Optimized federated learning framework with RegNetZ and Swin-Transformer for multimodal pancreatic cancer detection1

Pancreatic cancer is among the most lethal malignancies, marked by aggressive progression, late diagnosis, and limited screening methods, resulting in a five-year survival rate of less than 10%. Early-stage tumors are especially challenging to detect with standard CT and MRI imaging, leading to treatment delays and poor outcomes. While deep learning offers promise, centralized training in healthcare raises serious privacy and data-sharing concerns. This study introduces a federated learning framework that integrates RegNetZ and the Swin-Transformer for automated detection, subtype classification, and prognosis prediction from multimodal inputs, including CT, MRI, histology, genomic, and clinical records. The Swin-Transformer models long-range dependencies, whereas the lightweight RegNetZ backbone ensures efficient local feature extraction. A Hybrid Aquila–Grey Wolf Optimizer (HA-GWO) is incorporated to balance exploration and exploitation during hyperparameter tuning, providing faster convergence and reduced computational cost compared to conventional search strategies. The proposed framework, evaluated across 5–7 simulated client institutions, achieves 99.2% accuracy, 98.9% sensitivity, 99.0% precision, and 99.4% AUC, outperforming both CNN-only and transformer-only baselines. It further minimizes false positives and false negatives, improving both subtype classification (adenocarcinoma, neuroendocrine, cystic neoplasms) and prognosis risk prediction (high vs. low risk). Hyperparameter sensitivity analysis identifies a learning rate of 0.003 with a batch size of 64 as optimal. By enabling decentralized model training without raw data exchange, the system enhances diagnostic accuracy while preserving privacy, offering a practical solution for real-time pancreatic cancer detection in federated healthcare environments. The framework is scalable across medical institutions and supports precision oncology by enabling early and reliable diagnosis at low computational cost.

━━━━

**INSTRUCTIONS TO FOLLOW**
In one to three sentences, explain why the framework in the pancreatic cancer study summary pairs the Swin-Transformer with RegNetZ. The records aren't needed here.

(Collected data entries)
━━━━

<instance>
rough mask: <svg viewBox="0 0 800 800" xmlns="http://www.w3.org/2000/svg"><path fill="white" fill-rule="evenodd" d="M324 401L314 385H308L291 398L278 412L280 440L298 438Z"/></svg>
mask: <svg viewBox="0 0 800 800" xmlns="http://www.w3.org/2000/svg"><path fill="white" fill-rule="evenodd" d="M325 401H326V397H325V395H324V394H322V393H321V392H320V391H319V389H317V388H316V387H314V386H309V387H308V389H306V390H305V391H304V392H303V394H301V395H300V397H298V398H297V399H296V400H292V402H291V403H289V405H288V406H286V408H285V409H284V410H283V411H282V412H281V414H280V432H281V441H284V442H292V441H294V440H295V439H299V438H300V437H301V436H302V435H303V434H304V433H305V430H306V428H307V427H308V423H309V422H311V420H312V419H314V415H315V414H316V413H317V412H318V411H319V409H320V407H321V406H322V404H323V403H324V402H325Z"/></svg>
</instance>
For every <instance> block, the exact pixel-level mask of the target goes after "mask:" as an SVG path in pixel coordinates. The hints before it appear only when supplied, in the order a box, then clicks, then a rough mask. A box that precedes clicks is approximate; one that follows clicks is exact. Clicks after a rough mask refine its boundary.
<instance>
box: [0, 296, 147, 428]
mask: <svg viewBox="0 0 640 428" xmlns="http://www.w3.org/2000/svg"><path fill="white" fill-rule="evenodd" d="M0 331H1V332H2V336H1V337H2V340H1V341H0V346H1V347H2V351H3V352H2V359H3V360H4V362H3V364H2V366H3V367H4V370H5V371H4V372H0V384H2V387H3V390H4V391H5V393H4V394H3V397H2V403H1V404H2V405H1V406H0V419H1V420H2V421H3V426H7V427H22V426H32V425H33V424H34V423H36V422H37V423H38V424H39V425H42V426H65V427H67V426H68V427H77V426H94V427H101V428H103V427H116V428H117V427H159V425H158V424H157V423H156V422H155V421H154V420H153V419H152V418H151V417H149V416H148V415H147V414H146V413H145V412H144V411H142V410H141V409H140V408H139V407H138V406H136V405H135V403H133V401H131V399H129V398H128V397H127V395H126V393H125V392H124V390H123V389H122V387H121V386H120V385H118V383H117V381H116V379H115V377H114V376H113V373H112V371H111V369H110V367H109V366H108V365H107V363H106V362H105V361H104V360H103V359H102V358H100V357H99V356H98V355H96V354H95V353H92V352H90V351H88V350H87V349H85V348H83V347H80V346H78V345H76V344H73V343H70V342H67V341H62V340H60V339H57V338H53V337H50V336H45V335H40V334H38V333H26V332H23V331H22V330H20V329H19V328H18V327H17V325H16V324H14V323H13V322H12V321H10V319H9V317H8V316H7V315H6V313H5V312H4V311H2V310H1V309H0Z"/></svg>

━━━━

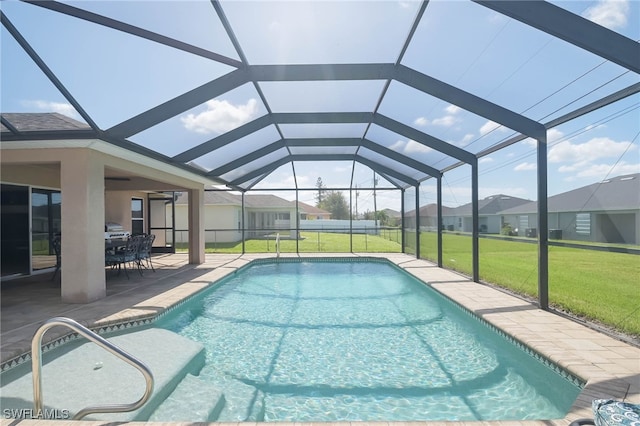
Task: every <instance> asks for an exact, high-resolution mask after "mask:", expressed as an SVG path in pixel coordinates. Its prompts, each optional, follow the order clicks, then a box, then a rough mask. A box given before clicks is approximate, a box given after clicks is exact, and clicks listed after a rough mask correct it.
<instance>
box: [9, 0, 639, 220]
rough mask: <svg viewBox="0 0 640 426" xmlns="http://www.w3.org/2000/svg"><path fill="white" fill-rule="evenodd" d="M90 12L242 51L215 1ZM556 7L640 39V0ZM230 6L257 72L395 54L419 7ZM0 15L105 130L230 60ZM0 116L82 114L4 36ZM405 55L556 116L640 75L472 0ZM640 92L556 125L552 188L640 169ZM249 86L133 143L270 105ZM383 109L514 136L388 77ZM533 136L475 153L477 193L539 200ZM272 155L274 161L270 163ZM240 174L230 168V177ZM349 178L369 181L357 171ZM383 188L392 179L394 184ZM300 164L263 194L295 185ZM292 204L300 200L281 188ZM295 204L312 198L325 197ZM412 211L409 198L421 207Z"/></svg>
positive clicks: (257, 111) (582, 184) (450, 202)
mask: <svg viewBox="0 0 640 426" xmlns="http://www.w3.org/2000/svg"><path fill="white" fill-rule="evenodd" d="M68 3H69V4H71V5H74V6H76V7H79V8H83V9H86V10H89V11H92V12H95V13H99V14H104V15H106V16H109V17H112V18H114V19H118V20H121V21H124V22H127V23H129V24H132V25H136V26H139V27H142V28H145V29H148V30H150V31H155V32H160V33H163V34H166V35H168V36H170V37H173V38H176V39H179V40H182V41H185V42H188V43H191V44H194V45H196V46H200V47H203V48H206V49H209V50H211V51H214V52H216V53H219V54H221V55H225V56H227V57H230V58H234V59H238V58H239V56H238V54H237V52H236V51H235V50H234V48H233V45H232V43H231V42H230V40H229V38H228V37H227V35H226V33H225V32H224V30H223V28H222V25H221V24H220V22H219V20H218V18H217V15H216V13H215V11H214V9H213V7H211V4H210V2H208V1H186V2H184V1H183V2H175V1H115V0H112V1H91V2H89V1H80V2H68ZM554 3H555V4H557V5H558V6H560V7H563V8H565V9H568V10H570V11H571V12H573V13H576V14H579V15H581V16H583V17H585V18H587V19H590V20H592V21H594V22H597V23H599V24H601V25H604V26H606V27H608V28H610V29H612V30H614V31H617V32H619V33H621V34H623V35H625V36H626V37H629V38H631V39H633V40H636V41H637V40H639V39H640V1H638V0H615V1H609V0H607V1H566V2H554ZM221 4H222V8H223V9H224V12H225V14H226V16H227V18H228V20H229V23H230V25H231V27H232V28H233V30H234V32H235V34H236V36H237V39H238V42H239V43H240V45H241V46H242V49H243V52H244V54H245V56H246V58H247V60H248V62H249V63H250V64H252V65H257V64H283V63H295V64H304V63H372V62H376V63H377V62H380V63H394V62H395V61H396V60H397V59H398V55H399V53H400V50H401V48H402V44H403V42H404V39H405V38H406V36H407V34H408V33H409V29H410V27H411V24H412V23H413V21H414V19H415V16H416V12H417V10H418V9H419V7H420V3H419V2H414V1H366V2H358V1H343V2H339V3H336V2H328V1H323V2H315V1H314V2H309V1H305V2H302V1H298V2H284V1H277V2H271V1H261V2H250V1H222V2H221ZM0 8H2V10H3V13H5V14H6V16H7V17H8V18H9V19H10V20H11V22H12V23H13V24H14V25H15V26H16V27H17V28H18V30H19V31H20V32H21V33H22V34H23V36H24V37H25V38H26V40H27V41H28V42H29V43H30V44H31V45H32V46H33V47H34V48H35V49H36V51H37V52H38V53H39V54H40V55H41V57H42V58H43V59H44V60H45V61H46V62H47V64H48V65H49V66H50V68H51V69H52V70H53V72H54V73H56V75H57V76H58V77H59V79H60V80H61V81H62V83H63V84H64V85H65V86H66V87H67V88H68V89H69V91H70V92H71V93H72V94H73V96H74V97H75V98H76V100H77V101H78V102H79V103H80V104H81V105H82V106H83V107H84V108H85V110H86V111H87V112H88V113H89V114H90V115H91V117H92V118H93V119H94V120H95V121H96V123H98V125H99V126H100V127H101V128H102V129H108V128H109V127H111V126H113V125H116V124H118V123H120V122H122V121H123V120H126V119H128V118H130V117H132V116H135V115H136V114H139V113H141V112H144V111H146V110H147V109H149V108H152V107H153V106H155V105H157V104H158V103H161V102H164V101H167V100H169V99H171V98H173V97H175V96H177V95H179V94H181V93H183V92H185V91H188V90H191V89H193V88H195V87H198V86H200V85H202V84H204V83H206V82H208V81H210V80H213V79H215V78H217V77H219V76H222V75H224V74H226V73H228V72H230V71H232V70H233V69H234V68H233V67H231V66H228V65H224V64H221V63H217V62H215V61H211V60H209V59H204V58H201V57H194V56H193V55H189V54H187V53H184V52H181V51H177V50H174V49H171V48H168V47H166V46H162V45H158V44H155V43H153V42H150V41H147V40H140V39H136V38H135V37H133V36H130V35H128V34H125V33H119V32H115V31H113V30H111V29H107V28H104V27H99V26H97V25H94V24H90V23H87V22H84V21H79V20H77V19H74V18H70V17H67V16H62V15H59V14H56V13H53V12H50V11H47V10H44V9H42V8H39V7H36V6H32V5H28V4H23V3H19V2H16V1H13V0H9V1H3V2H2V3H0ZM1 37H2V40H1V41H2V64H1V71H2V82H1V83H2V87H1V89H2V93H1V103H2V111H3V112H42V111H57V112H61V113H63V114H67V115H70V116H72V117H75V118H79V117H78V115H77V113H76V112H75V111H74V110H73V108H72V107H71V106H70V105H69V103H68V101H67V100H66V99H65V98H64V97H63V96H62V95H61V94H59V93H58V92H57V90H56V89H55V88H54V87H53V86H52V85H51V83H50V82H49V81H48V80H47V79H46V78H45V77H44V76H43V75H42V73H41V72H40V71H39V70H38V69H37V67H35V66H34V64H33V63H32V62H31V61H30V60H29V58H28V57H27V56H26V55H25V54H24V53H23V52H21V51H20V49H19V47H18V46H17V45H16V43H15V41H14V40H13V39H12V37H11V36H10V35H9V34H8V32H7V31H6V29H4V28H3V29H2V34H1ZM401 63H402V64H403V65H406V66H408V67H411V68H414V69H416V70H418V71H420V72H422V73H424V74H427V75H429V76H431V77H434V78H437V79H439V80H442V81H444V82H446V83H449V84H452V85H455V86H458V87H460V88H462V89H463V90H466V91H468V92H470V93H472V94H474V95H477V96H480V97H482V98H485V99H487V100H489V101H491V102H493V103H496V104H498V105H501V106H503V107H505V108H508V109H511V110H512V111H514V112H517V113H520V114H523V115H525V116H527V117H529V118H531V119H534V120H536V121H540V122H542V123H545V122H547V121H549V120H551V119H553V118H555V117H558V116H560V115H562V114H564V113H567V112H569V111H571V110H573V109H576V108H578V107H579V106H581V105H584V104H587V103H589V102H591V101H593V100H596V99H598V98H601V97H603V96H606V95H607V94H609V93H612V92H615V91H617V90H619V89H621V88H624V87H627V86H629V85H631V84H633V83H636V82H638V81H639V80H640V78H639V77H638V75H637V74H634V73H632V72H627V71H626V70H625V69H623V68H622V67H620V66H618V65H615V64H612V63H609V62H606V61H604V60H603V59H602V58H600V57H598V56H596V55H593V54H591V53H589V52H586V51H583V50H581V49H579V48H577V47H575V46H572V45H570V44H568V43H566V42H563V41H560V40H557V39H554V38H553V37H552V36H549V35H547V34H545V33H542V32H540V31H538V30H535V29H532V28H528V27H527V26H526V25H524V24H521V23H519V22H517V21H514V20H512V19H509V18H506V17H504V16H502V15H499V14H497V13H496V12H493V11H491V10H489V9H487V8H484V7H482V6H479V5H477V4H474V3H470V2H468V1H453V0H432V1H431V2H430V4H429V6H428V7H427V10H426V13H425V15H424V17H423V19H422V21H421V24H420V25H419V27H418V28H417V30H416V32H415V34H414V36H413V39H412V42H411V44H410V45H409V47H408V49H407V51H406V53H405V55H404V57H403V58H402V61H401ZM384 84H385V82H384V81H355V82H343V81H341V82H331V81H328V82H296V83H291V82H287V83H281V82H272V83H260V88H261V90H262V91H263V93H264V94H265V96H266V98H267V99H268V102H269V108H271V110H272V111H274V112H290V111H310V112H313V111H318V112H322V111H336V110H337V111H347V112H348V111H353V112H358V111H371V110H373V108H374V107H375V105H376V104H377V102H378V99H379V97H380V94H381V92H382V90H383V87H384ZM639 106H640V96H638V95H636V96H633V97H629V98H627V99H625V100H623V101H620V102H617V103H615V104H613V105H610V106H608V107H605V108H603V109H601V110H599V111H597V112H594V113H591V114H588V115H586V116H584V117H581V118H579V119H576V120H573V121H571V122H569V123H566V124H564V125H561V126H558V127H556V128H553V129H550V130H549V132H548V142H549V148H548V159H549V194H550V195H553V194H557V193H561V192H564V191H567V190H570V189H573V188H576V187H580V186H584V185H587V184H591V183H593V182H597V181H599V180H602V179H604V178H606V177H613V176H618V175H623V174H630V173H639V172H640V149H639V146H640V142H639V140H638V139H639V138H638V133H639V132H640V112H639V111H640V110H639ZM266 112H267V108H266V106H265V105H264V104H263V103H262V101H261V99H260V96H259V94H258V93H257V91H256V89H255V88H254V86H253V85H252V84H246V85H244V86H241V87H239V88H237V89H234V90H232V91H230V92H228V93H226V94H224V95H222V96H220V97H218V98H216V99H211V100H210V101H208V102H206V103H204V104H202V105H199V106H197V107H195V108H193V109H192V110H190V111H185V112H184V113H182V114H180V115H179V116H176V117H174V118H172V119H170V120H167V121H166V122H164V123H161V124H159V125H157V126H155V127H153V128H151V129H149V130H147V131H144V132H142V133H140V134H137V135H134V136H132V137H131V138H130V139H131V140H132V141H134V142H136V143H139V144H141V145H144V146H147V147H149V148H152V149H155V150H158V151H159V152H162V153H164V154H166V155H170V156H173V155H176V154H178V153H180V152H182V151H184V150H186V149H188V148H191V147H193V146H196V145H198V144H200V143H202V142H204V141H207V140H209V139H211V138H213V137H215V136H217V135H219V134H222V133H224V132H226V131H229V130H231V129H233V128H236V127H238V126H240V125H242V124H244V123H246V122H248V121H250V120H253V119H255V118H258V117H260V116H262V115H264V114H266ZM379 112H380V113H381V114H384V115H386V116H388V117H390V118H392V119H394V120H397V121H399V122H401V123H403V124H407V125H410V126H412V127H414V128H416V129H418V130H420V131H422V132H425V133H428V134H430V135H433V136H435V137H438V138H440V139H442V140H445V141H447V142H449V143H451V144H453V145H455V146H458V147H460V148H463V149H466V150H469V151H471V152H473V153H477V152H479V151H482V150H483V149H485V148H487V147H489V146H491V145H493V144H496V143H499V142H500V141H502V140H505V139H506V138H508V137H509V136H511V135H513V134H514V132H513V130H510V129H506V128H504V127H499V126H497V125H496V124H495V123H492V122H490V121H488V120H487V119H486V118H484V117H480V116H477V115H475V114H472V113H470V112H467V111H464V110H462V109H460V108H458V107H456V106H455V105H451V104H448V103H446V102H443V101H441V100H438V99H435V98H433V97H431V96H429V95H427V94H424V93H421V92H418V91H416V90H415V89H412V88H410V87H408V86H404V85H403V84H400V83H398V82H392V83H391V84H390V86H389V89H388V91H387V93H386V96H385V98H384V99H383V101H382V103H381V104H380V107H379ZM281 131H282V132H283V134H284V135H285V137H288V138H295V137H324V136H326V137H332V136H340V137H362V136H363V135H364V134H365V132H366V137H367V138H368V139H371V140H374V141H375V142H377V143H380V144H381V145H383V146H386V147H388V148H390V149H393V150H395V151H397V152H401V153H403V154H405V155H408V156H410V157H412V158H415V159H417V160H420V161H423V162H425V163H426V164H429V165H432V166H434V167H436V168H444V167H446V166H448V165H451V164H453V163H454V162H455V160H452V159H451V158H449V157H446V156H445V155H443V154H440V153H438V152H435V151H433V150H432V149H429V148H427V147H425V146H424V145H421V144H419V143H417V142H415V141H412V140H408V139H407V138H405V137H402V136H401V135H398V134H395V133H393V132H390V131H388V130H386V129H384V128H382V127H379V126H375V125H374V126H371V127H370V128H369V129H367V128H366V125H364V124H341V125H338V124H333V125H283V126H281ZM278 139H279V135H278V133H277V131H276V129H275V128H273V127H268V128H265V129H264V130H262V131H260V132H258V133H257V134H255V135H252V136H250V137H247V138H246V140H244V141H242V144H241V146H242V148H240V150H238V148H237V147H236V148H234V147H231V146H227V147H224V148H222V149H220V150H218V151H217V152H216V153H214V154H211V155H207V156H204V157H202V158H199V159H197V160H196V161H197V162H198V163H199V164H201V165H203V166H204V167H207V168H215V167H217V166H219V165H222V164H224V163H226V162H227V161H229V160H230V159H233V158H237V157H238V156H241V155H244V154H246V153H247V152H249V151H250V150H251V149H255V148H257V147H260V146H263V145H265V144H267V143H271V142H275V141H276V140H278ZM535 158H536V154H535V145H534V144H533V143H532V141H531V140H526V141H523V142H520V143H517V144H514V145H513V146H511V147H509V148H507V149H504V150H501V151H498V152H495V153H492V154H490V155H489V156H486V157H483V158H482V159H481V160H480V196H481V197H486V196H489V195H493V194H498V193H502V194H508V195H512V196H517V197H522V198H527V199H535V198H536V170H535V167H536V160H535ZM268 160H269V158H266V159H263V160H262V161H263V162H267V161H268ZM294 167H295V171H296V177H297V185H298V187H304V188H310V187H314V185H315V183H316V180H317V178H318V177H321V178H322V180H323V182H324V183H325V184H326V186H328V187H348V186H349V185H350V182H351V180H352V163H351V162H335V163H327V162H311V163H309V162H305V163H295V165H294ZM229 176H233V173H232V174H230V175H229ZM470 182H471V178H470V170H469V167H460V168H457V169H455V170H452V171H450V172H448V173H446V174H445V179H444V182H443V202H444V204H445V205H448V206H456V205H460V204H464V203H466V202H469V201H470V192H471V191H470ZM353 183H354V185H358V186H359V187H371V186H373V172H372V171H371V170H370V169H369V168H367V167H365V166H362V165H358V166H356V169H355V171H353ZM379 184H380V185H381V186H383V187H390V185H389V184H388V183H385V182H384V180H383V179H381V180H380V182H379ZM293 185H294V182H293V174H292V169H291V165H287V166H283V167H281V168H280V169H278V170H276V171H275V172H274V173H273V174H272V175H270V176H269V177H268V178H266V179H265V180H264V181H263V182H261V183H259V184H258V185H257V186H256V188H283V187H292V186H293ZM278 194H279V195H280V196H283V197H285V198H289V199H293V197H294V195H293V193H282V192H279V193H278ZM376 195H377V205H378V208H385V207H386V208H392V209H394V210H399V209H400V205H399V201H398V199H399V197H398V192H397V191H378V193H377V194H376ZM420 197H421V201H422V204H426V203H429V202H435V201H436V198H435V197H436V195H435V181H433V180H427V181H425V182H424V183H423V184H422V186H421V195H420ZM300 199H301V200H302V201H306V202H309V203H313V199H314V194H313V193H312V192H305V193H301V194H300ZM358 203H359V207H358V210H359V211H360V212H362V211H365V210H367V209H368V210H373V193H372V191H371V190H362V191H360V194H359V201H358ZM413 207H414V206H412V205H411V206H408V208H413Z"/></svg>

━━━━

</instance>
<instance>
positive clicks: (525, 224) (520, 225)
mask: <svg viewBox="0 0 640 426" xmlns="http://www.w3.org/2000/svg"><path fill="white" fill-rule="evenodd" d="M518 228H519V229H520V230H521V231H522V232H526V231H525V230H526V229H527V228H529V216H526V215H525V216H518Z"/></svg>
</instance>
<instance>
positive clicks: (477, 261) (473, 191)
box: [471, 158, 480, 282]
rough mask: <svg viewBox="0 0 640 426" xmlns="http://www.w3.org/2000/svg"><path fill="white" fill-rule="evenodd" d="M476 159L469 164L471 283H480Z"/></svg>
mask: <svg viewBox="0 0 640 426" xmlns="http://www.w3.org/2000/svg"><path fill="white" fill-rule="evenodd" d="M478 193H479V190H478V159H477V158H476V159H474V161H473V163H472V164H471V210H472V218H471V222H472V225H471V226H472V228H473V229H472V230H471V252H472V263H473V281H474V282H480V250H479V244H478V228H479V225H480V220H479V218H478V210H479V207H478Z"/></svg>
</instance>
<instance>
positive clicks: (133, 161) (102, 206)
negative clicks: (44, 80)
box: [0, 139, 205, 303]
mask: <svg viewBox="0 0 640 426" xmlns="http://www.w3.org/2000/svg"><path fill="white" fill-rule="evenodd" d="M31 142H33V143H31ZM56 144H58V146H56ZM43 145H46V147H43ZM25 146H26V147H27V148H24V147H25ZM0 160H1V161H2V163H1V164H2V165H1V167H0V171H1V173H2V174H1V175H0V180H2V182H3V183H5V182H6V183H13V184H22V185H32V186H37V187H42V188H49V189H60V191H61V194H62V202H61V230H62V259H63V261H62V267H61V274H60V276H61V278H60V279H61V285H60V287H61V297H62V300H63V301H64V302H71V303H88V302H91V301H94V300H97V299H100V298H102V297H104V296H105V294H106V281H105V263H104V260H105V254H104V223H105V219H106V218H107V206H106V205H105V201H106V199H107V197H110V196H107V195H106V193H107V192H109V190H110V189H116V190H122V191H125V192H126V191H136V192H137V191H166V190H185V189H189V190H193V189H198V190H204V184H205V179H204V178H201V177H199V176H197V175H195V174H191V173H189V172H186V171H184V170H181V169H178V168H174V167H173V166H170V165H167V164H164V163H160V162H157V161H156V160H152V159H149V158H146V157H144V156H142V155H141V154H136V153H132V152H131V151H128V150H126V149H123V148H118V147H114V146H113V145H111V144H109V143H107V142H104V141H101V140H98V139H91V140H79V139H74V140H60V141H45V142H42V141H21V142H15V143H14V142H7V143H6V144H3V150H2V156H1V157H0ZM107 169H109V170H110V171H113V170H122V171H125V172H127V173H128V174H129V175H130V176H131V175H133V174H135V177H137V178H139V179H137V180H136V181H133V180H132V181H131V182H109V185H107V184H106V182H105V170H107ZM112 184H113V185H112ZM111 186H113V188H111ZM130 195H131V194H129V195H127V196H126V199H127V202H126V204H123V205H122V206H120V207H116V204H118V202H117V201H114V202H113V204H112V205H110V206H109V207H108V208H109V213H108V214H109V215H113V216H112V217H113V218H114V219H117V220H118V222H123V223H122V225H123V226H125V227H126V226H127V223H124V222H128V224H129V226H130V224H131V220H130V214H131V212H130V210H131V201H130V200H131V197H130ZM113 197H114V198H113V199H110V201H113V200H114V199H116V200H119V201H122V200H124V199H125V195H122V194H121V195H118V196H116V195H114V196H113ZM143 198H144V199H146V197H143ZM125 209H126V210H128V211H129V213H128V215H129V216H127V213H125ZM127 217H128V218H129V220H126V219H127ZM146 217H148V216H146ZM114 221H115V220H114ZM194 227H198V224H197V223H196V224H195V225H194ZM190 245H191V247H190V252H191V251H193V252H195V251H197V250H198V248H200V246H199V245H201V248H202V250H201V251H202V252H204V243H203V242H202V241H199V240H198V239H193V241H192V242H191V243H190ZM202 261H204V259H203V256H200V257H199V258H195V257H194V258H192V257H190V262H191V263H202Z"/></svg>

━━━━

**THE COMPLETED TASK**
The Swin-Transformer models long-range dependencies. The lightweight RegNetZ backbone handles efficient local feature extraction.